▶ [Aufgabe 1]
Prüfe, ob die Aussagen (a) bis (c) mit dem Textblock übereinstimmen: (a) Peter Heine ist Finanzwirt. (b) Wirtschaftsminister Clement unterstützt das Modell der Kommunen. (c) Laut Heine ist die SPD-Fraktion wohl für das Modell der Kommunen. Antworte jeweils mit Ja oder Nein und zitiere die entscheidenden Worte des Textblocks wörtlich.
▶ [Aufgabe 2]
Bearbeite einen Abschnitt des Textblocks und gib ihn neu wieder, wobei „Wirtschaftsminister“ durch „Bundeswirtschaftsminister“ ersetzt wird. Beginne bei den Worten „taz: Herr Heine, heute“ und höre nach „für unser Modell.“ auf.

━━━ Textblock ━━━

„Kosten zu besteuern ist doch nichts Ungewöhnliches“

Der Finanzwirt Peter Heine befürwortet die Erweiterung der Gewerbesteuer. Schließlich sorgten die Kommunen für Infrastruktur, die auch Freiberuflern zugute kommt

taz: Herr Heine, heute will sich Kanzler Schröder im Streit um die neue Gewerbesteuer festlegen. Welche Chancen sehen Sie, dass sich Ihr Modell, das Modell der Kommunen, durchsetzt?

Peter Heine: Eher bescheidene. Es ist ja schon länger klar, dass Wirtschaftsminister Clement unseren Vorschlag schlicht ablehnt, weil wir auch Kosten mit der Gewerbesteuer belegen wollen – also Zinsen und Teile der Mieten, Pachten und Leasingraten, die die Unternehmen aufbringen. Allerdings ist wohl die SPD-Fraktion für unser Modell.

━━━ Material ━━━

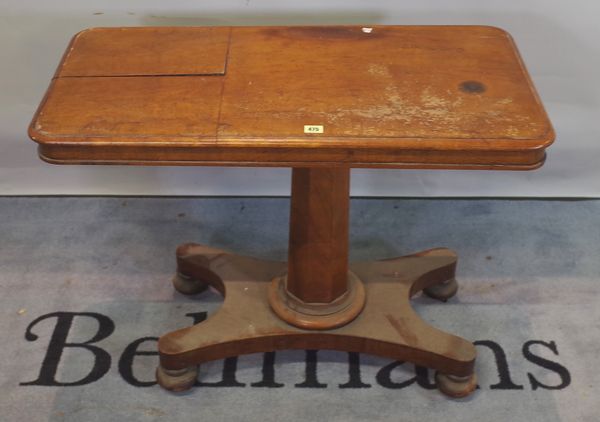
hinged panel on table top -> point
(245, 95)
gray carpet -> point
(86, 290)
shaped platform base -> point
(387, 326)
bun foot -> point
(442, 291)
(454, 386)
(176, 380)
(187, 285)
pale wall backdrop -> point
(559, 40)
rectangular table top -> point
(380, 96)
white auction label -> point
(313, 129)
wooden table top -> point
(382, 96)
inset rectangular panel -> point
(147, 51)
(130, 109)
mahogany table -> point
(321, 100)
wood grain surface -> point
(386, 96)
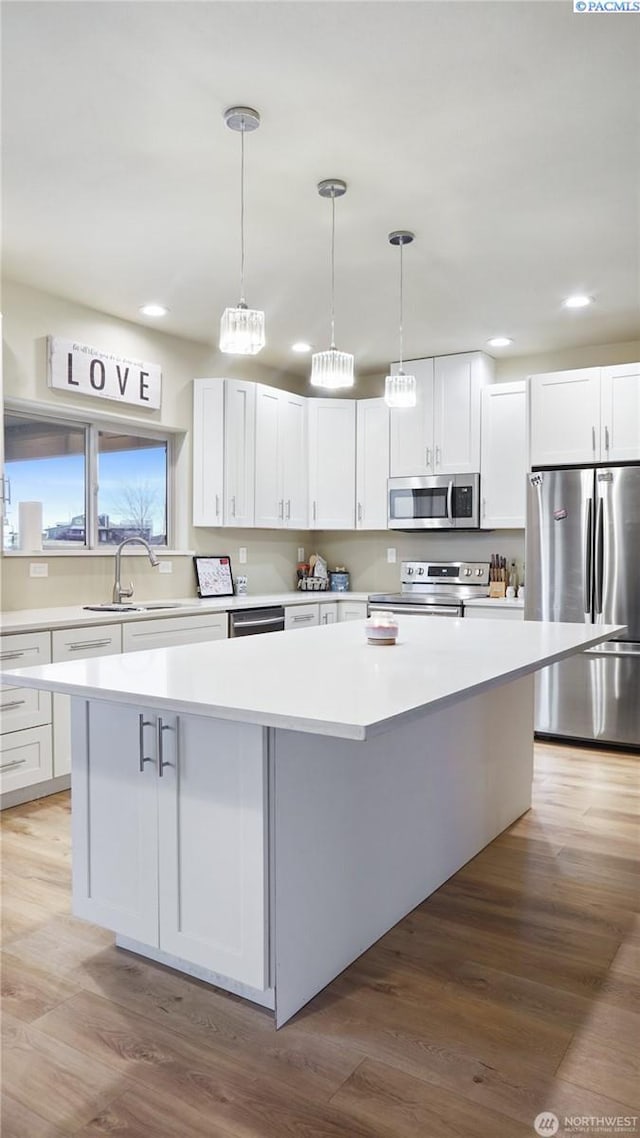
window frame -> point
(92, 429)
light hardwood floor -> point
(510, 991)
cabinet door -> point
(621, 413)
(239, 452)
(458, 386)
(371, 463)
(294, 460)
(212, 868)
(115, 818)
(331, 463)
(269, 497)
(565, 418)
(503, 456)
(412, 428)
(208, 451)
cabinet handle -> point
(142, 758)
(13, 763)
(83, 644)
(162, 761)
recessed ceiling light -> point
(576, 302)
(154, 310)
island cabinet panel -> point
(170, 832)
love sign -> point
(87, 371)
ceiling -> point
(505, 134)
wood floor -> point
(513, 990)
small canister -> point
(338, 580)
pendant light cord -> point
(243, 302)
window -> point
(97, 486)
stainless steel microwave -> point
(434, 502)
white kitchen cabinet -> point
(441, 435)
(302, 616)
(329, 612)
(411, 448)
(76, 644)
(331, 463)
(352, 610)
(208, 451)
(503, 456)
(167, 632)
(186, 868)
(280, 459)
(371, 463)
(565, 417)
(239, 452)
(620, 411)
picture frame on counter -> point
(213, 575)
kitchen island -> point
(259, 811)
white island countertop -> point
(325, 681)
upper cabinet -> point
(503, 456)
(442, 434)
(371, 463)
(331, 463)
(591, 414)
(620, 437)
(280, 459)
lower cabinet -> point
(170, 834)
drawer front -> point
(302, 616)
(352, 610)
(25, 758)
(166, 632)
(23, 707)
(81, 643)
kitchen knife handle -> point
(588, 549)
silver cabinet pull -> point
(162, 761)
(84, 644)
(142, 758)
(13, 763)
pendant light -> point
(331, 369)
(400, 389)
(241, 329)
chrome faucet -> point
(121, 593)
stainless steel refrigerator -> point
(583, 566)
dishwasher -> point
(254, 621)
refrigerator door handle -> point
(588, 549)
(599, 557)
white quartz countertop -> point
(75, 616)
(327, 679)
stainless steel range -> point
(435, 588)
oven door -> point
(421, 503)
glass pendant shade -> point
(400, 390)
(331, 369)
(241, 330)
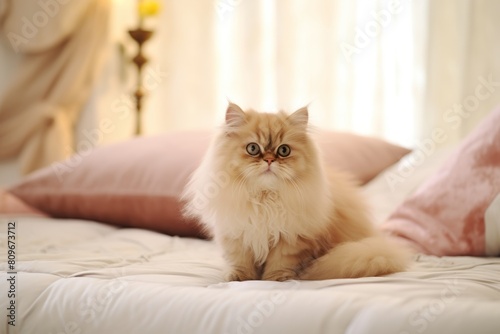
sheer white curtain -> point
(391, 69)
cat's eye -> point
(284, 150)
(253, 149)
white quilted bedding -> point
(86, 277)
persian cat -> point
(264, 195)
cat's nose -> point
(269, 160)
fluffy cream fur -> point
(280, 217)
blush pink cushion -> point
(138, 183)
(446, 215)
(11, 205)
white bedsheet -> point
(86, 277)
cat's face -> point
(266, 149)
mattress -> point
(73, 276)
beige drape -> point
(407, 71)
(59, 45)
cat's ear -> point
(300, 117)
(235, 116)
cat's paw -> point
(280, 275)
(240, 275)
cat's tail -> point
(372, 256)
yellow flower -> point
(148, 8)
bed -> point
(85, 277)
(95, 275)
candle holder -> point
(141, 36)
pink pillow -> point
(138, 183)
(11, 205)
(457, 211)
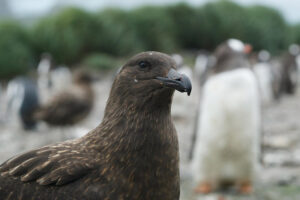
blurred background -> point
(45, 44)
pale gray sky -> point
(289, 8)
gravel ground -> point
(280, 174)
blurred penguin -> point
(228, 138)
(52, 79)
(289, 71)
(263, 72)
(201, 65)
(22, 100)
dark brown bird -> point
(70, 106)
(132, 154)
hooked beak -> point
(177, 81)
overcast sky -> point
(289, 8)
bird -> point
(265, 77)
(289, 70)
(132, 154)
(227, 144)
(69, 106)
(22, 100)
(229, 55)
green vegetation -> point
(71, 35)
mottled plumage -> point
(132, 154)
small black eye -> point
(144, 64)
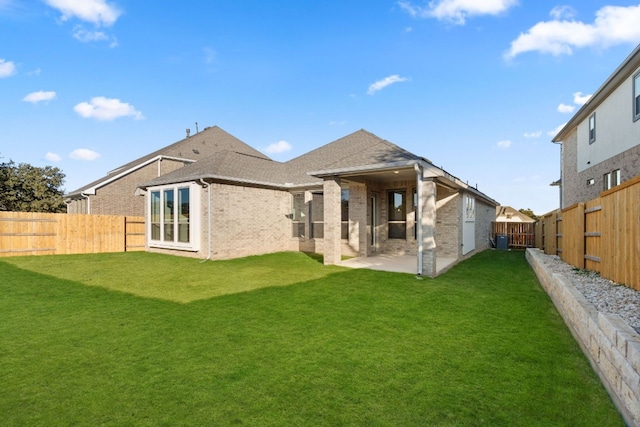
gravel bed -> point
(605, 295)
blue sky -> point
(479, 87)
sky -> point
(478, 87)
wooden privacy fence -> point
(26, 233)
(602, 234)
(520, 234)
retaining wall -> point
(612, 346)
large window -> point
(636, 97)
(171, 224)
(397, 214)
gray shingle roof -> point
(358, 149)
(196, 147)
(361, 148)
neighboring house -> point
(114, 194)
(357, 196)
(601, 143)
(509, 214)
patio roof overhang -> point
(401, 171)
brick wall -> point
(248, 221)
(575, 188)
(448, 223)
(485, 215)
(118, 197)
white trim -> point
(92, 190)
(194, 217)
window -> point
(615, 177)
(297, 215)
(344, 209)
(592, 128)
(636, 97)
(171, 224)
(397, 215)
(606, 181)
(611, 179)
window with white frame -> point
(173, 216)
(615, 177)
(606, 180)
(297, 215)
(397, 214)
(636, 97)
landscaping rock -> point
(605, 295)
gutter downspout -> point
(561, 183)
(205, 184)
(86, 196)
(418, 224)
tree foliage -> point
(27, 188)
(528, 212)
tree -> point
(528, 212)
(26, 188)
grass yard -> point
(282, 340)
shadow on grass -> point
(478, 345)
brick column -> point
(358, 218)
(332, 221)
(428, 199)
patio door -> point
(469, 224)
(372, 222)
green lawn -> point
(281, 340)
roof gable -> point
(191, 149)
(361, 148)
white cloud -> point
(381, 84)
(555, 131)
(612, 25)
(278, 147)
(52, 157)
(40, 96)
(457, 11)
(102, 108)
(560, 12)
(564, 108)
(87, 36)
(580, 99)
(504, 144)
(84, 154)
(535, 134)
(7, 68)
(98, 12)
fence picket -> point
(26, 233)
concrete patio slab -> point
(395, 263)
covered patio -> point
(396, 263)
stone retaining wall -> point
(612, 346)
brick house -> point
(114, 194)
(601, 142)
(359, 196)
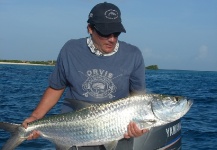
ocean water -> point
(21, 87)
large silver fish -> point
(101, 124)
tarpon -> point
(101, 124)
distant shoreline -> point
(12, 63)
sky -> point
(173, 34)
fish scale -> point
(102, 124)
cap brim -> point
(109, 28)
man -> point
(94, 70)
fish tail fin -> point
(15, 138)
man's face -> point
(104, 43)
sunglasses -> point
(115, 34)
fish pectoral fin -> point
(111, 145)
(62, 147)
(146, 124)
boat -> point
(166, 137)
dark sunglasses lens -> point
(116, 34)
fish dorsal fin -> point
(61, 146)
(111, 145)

━━━

▶ [Fertige Antwort 1]
(a) Ja: „Der Finanzwirt Peter Heine befürwortet die Erweiterung der Gewerbesteuer.“
(b) Nein: „dass Wirtschaftsminister Clement unseren Vorschlag schlicht ablehnt“
(c) Ja: „Allerdings ist wohl die SPD-Fraktion für unser Modell.“

▶ [Fertige Antwort 2]
taz: Herr Heine, heute will sich Kanzler Schröder im Streit um die neue Gewerbesteuer festlegen. Welche Chancen sehen Sie, dass sich Ihr Modell, das Modell der Kommunen, durchsetzt?

Peter Heine: Eher bescheidene. Es ist ja schon länger klar, dass Bundeswirtschaftsminister Clement unseren Vorschlag schlicht ablehnt, weil wir auch Kosten mit der Gewerbesteuer belegen wollen – also Zinsen und Teile der Mieten, Pachten und Leasingraten, die die Unternehmen aufbringen. Allerdings ist wohl die SPD-Fraktion für unser Modell.